### Directive:
Copy the entries below, starting at the line that contains "find the cap" and ending at the line that contains "[190, 106, 419, 313]", with their requests included. Raise every bounding-box coordinate in the answers by 125.

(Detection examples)
● ● ●
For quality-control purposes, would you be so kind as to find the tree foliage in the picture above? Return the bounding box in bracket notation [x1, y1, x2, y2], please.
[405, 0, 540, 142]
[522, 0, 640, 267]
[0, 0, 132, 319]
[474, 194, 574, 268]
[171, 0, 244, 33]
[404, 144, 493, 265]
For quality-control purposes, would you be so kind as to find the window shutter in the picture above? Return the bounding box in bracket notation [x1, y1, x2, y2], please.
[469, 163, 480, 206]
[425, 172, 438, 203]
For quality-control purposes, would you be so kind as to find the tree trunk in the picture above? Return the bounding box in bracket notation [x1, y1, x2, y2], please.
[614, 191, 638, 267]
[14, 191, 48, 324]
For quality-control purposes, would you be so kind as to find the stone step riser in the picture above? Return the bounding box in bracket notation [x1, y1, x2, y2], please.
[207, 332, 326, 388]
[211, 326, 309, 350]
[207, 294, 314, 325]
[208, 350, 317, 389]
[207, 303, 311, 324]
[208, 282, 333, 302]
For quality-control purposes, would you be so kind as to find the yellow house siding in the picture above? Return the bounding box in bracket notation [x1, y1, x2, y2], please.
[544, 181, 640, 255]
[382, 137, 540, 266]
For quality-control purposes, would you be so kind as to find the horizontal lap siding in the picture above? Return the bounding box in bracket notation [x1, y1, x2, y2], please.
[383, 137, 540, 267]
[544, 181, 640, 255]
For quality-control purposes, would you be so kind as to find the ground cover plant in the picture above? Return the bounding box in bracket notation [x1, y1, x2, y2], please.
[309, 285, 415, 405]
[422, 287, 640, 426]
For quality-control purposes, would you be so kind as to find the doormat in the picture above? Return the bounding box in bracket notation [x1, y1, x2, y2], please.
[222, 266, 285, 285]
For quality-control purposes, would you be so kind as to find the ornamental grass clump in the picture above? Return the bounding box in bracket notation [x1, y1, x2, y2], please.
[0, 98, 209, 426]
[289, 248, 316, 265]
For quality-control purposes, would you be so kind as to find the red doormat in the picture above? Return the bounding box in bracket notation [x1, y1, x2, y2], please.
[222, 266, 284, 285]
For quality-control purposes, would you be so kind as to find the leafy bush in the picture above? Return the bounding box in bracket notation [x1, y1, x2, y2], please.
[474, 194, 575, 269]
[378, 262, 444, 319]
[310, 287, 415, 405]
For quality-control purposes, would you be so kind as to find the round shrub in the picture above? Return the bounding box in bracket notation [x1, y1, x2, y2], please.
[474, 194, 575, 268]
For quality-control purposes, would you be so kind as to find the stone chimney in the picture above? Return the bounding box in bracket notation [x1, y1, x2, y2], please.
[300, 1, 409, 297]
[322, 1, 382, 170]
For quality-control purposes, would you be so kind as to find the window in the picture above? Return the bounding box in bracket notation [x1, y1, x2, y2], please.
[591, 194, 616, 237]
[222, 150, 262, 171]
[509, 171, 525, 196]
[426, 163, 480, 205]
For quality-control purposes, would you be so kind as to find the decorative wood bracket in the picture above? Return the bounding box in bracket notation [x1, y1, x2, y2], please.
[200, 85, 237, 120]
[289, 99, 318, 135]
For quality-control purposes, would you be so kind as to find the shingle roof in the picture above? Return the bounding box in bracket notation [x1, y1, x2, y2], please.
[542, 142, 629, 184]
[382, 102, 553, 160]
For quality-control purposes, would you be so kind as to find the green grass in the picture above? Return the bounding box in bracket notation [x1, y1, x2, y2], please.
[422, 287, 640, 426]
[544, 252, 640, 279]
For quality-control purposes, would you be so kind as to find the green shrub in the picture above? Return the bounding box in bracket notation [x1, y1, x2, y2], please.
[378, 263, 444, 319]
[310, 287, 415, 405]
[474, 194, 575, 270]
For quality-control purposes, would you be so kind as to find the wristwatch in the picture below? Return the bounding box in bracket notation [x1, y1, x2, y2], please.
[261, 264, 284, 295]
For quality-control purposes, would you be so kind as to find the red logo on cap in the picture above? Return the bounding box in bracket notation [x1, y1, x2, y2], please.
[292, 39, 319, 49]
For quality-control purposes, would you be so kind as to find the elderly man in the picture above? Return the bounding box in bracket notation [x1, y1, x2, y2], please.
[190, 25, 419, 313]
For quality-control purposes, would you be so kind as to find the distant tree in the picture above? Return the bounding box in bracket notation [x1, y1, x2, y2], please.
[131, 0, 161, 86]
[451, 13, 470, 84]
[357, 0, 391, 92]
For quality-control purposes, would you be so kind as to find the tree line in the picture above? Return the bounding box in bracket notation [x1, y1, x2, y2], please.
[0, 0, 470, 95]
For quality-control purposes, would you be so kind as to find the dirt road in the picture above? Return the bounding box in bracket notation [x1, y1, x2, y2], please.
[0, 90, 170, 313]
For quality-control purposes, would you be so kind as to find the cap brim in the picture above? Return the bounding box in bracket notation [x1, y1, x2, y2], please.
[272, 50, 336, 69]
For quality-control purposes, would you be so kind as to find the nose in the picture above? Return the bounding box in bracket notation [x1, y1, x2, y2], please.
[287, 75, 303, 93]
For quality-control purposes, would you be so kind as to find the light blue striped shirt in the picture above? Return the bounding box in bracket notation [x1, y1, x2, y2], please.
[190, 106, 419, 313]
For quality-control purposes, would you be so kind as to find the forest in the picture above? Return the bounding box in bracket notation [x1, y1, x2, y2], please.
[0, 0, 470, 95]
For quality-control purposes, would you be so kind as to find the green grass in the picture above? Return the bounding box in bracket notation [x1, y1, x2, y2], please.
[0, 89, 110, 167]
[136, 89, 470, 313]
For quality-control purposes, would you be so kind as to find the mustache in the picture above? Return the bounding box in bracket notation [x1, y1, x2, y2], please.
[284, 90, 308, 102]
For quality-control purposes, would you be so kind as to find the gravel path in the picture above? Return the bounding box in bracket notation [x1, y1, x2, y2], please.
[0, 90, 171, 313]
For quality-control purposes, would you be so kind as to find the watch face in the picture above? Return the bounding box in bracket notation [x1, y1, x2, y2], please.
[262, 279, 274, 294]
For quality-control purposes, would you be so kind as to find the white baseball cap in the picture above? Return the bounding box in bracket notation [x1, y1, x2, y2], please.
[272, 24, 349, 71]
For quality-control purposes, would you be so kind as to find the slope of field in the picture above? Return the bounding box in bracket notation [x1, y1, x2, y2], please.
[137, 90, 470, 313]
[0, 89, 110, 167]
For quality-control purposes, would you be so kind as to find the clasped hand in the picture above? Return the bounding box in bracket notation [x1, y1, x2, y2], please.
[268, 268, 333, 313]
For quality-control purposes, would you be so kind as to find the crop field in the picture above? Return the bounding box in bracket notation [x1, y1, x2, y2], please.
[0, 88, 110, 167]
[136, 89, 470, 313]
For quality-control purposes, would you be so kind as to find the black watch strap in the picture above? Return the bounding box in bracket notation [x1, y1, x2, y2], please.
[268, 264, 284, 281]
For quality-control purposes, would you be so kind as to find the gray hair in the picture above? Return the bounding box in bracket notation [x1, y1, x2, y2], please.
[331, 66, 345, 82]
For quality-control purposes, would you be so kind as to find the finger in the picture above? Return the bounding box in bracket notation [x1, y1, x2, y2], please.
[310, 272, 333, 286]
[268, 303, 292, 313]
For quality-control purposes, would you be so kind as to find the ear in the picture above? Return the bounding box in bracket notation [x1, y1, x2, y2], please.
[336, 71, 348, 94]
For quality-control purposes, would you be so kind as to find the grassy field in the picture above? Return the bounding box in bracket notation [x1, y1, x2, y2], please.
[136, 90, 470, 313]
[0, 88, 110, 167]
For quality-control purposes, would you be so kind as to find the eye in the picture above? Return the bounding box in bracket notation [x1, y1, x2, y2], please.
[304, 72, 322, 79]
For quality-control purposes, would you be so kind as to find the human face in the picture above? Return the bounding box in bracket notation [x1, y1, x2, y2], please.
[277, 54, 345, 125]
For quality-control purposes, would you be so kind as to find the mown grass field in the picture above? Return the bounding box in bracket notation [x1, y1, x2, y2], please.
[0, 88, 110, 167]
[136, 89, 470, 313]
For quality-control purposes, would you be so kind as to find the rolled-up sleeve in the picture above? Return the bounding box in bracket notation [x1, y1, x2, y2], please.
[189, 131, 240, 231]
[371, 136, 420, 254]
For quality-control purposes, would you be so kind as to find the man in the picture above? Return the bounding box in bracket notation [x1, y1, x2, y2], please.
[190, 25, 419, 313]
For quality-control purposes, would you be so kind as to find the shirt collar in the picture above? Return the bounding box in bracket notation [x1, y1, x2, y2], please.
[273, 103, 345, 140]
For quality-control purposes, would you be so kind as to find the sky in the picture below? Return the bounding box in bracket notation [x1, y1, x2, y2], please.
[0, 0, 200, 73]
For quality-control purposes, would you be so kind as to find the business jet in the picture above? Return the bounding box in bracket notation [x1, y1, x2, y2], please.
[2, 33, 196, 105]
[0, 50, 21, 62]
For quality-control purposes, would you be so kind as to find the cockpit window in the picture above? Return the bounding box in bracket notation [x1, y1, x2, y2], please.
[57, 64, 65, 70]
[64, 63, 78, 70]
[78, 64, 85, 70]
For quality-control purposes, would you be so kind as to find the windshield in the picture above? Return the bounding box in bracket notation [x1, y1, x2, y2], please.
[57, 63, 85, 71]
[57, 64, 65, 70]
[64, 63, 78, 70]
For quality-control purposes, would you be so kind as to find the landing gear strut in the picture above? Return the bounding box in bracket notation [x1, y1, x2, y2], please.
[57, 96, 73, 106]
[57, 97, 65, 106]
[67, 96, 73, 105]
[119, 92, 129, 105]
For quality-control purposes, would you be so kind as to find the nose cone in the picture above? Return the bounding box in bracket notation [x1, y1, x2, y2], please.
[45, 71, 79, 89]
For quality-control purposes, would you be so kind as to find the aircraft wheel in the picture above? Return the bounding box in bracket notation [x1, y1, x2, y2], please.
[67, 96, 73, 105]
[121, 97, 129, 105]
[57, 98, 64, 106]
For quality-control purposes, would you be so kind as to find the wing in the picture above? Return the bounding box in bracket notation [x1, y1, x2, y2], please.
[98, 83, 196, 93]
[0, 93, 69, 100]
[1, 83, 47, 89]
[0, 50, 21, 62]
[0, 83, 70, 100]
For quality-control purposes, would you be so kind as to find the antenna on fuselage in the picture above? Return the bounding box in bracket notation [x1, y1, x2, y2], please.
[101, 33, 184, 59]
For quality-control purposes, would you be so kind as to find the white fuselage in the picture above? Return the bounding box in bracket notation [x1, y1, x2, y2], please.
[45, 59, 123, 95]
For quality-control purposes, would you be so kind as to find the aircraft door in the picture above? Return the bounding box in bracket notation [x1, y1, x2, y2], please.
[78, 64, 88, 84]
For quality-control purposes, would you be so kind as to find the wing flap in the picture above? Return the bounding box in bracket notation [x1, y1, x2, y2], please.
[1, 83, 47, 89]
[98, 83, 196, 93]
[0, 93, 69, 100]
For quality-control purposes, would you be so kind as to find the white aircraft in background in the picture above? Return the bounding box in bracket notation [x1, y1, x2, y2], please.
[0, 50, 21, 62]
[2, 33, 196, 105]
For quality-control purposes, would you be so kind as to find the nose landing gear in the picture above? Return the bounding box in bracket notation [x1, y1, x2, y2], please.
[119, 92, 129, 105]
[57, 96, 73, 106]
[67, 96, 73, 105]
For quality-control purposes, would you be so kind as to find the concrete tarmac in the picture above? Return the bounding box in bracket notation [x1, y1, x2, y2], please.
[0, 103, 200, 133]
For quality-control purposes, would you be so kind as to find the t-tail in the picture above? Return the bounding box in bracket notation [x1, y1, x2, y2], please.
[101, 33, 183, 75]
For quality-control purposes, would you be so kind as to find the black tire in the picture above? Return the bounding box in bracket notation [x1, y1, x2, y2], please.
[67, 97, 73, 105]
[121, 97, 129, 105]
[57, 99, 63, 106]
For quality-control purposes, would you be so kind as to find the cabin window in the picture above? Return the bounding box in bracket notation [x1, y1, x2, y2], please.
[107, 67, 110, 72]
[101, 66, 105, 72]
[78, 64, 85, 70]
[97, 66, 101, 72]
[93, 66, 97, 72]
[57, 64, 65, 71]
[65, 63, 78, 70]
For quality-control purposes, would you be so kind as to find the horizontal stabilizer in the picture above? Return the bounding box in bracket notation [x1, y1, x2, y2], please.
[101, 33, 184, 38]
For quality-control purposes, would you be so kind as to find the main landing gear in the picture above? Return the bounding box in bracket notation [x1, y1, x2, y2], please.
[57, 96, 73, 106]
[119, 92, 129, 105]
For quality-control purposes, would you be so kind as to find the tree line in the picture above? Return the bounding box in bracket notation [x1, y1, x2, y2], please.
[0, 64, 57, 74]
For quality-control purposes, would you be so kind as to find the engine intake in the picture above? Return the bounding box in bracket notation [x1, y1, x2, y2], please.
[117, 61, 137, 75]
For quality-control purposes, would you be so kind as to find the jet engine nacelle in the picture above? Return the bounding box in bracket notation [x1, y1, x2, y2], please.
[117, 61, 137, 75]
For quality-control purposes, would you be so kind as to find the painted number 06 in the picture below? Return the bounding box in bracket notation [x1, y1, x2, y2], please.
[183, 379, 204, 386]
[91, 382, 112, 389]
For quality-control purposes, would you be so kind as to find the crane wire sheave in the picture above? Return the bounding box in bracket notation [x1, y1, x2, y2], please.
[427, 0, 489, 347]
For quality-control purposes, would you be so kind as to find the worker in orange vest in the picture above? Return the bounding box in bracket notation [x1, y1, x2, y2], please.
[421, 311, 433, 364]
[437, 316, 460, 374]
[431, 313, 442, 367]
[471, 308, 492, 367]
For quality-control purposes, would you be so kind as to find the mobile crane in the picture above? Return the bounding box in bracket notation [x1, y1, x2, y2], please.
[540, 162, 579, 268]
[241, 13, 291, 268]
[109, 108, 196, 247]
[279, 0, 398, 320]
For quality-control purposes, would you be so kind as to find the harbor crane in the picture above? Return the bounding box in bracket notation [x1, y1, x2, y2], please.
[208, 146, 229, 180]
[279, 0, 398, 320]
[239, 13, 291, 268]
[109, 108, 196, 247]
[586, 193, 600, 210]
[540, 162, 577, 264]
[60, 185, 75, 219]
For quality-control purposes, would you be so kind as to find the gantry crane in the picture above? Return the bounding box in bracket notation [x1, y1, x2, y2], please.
● ● ●
### Result for this exercise:
For quality-control purposes, would you be so kind as to find the cap brim in the picture above? Return the bounding box in bracket notation [x1, y1, x2, y2], please.
[397, 175, 461, 194]
For quality-control purposes, would you be so kind as to find the nose in the picture above? Return the bounding box in bracket notation [x1, y1, x2, y2], please.
[412, 200, 428, 218]
For quality-control purposes, would you be so kind as to find the light blue striped shirt in the picture above? Return the bounding box in bracket notation [x1, y1, x2, y2], please.
[315, 231, 544, 438]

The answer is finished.